### Exercise details
Every line from the one with "label the chrome" to the end of the data needs to be copied exactly, and no line before it.

-------- Extracted records

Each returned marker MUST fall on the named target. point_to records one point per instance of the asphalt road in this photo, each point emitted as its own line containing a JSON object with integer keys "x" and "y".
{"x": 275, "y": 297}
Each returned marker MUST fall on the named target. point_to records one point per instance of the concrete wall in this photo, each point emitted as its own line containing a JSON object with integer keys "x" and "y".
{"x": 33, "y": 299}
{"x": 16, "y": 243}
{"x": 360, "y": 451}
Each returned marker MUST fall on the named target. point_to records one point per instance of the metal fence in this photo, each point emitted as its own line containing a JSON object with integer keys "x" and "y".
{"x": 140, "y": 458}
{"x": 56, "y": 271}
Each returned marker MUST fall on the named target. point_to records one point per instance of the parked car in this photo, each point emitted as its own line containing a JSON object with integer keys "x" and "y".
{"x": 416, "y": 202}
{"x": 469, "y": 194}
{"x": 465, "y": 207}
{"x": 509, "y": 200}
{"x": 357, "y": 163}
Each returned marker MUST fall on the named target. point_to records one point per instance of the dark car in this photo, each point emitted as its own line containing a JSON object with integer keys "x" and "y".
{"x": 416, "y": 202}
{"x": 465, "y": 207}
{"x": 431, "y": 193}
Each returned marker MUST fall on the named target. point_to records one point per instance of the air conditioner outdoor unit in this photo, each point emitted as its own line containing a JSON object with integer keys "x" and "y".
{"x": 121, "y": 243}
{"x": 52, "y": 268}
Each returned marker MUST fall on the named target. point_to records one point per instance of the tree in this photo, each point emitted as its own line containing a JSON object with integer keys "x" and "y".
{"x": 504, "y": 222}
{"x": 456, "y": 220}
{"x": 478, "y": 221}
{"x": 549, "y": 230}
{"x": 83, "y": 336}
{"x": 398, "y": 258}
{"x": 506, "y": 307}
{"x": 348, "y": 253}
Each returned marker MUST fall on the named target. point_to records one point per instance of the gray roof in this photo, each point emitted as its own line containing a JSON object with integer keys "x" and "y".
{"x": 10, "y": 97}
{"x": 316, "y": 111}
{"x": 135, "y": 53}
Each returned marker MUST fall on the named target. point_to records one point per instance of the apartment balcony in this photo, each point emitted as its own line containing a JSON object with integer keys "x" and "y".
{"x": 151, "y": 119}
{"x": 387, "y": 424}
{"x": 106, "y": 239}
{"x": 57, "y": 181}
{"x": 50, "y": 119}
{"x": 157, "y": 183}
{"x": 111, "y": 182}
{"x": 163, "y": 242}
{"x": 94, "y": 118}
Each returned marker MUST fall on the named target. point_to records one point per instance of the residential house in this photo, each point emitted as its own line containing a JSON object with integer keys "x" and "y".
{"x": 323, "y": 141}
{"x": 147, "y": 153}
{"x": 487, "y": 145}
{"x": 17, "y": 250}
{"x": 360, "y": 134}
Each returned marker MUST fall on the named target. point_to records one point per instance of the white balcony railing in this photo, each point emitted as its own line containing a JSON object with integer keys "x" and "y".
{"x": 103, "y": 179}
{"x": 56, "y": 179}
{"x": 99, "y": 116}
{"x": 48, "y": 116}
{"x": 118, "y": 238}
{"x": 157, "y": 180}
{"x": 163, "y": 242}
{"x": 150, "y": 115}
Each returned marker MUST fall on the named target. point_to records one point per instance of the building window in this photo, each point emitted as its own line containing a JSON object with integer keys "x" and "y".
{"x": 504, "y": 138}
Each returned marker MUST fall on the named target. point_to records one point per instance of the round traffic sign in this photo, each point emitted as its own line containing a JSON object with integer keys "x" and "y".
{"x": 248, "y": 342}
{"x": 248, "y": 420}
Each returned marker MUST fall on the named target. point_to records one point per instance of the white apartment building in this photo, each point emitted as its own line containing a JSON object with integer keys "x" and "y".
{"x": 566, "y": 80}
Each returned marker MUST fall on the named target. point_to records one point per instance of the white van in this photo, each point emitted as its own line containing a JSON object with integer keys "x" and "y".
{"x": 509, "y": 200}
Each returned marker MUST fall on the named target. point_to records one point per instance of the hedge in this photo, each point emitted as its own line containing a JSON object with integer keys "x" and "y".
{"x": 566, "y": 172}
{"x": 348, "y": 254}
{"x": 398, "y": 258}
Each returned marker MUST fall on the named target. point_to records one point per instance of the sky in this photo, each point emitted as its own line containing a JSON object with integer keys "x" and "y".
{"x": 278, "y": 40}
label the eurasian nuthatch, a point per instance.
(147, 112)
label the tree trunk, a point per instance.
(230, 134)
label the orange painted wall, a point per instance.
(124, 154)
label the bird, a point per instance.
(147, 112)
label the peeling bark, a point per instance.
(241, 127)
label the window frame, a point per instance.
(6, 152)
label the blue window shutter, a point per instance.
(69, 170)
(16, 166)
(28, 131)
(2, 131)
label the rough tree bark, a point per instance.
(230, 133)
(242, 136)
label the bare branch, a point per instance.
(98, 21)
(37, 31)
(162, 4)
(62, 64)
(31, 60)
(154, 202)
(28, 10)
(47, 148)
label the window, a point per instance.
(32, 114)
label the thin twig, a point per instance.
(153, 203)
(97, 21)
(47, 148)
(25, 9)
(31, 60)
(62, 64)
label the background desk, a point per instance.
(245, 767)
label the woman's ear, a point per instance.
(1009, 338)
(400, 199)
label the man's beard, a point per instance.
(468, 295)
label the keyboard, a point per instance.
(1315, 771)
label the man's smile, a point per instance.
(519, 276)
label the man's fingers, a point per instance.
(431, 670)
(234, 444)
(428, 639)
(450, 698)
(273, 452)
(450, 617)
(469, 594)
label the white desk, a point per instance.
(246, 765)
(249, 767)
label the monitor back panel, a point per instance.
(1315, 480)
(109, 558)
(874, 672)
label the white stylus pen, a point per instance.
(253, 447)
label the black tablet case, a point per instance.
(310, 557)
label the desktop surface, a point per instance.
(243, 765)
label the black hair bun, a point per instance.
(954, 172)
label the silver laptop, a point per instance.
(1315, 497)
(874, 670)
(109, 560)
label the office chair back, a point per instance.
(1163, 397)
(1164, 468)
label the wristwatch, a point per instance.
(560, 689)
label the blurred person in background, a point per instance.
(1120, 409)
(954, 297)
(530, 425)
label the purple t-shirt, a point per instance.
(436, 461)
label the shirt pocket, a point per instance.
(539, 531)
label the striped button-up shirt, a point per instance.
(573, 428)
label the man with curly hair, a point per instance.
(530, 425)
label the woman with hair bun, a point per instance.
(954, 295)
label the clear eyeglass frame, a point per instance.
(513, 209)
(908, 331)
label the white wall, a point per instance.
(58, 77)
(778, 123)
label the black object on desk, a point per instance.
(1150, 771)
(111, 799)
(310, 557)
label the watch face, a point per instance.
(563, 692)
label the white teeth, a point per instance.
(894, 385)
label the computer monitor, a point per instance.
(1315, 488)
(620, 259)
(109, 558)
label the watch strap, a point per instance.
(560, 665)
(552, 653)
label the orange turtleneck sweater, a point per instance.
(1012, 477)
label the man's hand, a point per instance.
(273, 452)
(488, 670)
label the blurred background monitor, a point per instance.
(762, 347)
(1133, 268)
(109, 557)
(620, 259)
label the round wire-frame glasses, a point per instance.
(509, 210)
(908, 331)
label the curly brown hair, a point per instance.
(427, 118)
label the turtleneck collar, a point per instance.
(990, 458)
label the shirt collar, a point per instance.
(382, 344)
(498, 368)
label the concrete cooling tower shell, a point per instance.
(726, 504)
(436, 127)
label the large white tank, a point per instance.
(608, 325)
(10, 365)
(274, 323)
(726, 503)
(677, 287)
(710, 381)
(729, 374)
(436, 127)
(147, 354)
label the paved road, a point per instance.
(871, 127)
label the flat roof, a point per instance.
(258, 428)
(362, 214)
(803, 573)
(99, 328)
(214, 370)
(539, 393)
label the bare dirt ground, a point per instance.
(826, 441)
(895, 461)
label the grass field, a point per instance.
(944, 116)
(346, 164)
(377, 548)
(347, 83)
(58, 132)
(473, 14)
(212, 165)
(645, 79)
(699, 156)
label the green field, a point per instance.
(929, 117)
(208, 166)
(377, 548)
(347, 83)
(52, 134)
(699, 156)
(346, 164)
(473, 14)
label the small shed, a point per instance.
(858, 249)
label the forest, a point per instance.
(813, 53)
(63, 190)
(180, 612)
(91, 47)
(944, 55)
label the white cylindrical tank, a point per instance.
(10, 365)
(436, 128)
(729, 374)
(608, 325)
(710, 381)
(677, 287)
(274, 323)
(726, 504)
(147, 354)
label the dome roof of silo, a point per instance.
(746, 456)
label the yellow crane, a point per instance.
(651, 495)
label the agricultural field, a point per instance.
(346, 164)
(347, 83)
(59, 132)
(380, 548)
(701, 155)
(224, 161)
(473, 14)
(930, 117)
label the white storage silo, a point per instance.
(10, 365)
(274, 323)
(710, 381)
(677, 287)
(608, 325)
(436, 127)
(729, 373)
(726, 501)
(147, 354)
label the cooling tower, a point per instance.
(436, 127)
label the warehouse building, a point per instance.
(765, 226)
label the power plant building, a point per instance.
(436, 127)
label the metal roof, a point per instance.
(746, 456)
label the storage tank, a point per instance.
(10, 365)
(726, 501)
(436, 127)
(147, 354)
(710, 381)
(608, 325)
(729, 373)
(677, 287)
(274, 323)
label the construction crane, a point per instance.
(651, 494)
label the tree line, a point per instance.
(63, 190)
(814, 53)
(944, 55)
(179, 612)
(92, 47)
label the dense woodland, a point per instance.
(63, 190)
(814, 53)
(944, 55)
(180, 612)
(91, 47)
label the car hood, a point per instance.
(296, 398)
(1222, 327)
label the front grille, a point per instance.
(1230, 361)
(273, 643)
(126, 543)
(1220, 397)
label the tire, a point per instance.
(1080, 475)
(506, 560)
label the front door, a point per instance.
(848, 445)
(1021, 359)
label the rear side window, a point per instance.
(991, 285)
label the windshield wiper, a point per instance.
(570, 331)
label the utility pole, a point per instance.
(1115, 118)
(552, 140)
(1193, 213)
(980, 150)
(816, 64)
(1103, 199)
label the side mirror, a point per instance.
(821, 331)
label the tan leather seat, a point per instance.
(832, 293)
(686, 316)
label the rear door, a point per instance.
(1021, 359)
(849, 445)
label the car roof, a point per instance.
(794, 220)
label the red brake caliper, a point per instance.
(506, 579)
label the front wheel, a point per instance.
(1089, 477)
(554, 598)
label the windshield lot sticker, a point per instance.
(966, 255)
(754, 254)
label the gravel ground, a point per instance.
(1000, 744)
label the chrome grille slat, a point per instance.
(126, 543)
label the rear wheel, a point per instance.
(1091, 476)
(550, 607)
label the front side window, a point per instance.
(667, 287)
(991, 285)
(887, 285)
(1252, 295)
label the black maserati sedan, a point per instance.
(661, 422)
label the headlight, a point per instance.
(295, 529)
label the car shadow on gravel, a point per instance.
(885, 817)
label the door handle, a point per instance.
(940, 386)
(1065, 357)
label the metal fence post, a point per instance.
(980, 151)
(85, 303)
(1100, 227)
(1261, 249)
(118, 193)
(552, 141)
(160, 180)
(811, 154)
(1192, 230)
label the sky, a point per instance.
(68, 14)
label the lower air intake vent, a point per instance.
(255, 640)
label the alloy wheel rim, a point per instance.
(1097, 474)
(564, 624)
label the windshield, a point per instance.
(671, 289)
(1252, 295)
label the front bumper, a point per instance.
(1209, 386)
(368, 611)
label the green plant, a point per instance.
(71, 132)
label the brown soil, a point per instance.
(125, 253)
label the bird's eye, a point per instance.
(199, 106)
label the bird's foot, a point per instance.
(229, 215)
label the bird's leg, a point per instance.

----------------

### Exercise result
label the chrome grille slat, a point per instance.
(126, 543)
label the rear wheel, a point per instance.
(1091, 476)
(550, 607)
label the front side window, a point per instance.
(667, 287)
(991, 285)
(887, 285)
(1252, 295)
label the black maserati sedan, a point per instance.
(661, 422)
label the headlight, a point per instance.
(295, 529)
label the car shadow on gravel, a point per instance.
(885, 817)
label the door handle, a point per instance.
(940, 386)
(1065, 357)
label the metal fence post, a point per instance.
(980, 151)
(85, 303)
(1100, 227)
(1261, 249)
(118, 193)
(552, 141)
(160, 180)
(811, 154)
(1192, 230)
label the sky, a point per instance.
(68, 14)
label the lower air intake vent, a point per instance.
(255, 640)
label the alloy wheel rim, a point per instance.
(1097, 474)
(564, 624)
label the windshield, a point per instance.
(671, 289)
(1252, 295)
label the front bumper, a point per instance.
(1209, 386)
(368, 611)
label the green plant, a point per instance.
(71, 132)
label the brown soil, a point per instance.
(125, 253)
label the bird's eye, a point per instance.
(199, 106)
label the bird's foot, a point per instance.
(229, 215)
label the bird's leg, a point per instance.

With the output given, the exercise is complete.